> _WHAT THE TASK ASKS_: Could you copy, word for word, only the lines from the one containing "the grass, imagine" through the last line of the records below, both included?

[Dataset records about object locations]
★ ★ ★ ★ ★ ★ ★

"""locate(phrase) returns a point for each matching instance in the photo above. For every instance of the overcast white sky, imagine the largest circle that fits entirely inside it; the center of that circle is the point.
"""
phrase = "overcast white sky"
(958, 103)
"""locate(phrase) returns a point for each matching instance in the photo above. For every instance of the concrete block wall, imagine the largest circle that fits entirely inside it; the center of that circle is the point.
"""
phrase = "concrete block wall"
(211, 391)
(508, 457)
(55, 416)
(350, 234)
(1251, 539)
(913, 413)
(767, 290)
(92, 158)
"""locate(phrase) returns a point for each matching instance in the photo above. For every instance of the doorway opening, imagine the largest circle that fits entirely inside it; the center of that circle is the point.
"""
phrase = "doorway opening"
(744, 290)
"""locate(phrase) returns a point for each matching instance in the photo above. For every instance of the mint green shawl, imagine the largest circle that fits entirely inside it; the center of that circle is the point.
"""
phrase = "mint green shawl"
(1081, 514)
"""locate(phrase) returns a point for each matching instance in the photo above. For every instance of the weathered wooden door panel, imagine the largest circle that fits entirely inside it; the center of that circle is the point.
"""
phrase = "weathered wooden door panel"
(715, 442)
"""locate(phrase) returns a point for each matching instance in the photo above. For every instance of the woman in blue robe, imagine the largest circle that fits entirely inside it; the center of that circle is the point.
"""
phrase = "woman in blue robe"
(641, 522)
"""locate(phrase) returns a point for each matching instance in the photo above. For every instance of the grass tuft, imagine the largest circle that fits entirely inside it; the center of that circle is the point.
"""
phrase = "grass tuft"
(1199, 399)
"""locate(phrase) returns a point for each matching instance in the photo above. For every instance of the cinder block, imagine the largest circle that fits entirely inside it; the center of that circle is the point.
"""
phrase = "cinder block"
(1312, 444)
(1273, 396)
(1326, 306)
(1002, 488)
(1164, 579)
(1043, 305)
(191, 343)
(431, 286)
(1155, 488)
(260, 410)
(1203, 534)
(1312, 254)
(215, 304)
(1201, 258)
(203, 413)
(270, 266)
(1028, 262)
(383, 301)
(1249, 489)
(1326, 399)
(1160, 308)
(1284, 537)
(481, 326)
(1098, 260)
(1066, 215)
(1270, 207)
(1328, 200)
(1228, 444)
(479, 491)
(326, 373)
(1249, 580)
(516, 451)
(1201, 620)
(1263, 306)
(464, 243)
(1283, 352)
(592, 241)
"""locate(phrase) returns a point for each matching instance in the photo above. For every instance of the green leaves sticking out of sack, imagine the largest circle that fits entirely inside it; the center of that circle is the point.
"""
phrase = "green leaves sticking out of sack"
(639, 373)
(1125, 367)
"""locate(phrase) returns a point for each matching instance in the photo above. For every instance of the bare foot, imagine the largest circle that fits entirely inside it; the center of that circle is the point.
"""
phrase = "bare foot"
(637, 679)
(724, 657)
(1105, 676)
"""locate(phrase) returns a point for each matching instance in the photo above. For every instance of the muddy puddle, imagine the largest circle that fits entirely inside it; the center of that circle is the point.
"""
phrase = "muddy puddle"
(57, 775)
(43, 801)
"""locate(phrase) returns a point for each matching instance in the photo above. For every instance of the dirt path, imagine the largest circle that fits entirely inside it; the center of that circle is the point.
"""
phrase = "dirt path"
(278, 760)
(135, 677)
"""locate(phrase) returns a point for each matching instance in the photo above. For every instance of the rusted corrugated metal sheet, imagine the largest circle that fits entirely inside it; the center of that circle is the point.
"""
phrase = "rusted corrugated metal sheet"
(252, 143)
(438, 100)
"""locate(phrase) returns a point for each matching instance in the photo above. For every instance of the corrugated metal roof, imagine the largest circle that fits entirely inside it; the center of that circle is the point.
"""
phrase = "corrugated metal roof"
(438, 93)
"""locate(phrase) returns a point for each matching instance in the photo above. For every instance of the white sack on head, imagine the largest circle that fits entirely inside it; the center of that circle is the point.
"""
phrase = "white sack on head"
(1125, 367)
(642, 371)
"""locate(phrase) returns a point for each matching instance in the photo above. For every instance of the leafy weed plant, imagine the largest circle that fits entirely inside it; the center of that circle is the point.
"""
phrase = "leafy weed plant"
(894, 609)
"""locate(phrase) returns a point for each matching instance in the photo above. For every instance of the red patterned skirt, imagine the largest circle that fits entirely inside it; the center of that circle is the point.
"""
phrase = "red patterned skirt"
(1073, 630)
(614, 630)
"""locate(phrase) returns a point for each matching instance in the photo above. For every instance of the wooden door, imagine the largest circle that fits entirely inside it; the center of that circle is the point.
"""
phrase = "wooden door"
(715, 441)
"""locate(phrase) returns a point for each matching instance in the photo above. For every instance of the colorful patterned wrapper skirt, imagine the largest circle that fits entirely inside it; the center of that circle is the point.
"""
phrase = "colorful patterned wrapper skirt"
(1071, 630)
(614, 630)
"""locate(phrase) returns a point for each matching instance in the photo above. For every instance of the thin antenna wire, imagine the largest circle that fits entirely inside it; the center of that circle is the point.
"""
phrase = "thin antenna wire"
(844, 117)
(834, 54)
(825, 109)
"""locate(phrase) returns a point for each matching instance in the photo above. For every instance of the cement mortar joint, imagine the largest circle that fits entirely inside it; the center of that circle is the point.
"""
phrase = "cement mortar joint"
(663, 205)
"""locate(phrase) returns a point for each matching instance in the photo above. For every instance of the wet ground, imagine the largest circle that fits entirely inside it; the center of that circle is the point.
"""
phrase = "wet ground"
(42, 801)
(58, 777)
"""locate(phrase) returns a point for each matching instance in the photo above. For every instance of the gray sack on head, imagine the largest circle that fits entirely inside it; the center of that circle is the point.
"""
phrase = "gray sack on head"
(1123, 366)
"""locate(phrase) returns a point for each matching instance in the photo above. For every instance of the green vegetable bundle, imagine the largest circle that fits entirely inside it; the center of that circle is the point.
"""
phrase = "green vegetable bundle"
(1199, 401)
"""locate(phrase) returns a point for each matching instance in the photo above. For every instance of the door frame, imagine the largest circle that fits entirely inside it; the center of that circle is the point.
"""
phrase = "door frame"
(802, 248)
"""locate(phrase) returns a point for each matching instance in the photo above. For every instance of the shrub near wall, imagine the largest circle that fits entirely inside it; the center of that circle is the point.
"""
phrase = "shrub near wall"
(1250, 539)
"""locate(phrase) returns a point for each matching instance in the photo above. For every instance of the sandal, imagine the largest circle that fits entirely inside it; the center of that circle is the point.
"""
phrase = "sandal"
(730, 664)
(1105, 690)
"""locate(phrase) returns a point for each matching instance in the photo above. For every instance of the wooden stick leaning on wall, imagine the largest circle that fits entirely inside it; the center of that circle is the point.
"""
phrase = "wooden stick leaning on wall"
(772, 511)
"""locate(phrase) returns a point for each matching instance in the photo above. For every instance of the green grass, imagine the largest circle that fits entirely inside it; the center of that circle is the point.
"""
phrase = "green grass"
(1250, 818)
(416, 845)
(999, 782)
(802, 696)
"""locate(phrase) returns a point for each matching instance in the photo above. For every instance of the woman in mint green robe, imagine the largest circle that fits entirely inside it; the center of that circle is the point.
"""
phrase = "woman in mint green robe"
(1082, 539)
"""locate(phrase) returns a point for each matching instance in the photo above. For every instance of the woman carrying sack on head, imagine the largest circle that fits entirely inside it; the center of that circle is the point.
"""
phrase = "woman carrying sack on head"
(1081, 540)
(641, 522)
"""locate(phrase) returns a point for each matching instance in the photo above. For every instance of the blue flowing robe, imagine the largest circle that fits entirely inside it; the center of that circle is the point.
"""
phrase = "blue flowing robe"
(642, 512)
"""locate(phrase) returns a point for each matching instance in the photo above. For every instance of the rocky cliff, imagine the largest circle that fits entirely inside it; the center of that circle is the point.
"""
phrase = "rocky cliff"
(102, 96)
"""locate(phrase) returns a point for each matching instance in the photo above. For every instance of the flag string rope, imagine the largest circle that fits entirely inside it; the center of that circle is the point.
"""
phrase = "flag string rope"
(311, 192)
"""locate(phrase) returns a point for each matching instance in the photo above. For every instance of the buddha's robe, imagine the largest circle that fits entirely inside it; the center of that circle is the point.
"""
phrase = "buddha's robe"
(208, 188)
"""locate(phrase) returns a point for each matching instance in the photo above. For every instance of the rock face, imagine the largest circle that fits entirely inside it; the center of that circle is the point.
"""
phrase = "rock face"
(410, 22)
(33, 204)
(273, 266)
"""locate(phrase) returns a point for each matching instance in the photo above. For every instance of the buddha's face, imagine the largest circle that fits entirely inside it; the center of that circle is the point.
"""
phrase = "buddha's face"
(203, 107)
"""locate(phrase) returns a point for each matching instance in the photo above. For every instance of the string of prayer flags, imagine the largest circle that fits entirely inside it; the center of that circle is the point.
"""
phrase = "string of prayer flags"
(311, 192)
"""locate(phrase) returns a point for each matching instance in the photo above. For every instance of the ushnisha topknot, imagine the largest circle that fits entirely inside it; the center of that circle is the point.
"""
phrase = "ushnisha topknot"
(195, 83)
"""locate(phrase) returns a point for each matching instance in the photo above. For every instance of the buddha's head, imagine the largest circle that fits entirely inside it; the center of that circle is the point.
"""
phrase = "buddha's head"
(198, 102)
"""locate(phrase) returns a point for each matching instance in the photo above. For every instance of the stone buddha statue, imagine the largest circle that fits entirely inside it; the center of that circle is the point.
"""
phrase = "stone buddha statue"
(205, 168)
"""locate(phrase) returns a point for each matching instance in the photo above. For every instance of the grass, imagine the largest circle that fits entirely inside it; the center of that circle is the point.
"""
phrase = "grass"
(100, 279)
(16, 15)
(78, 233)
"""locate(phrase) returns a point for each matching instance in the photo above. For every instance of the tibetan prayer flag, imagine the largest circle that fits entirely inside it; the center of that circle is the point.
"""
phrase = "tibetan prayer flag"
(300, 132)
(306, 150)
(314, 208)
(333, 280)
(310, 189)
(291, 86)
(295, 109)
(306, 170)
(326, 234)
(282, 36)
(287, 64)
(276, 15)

★ ★ ★ ★ ★ ★ ★

> _FULL SOLUTION_:
"""locate(phrase) returns a point for each matching instance in the photo above. For every instance of the grass, imagine the largest circle that fits entirely inside it; the center of that circle is the point.
"""
phrase = "grass"
(100, 279)
(16, 15)
(78, 233)
"""locate(phrase) returns a point for each matching instance in the photo above. For every instance of the tibetan prayer flag, imagine the largest circle that fits entirely inside it; the center of that circle is the point.
"""
phrase = "tibetan prayer flag"
(300, 132)
(306, 150)
(314, 208)
(333, 280)
(310, 189)
(291, 86)
(295, 109)
(306, 170)
(326, 234)
(282, 36)
(287, 64)
(276, 15)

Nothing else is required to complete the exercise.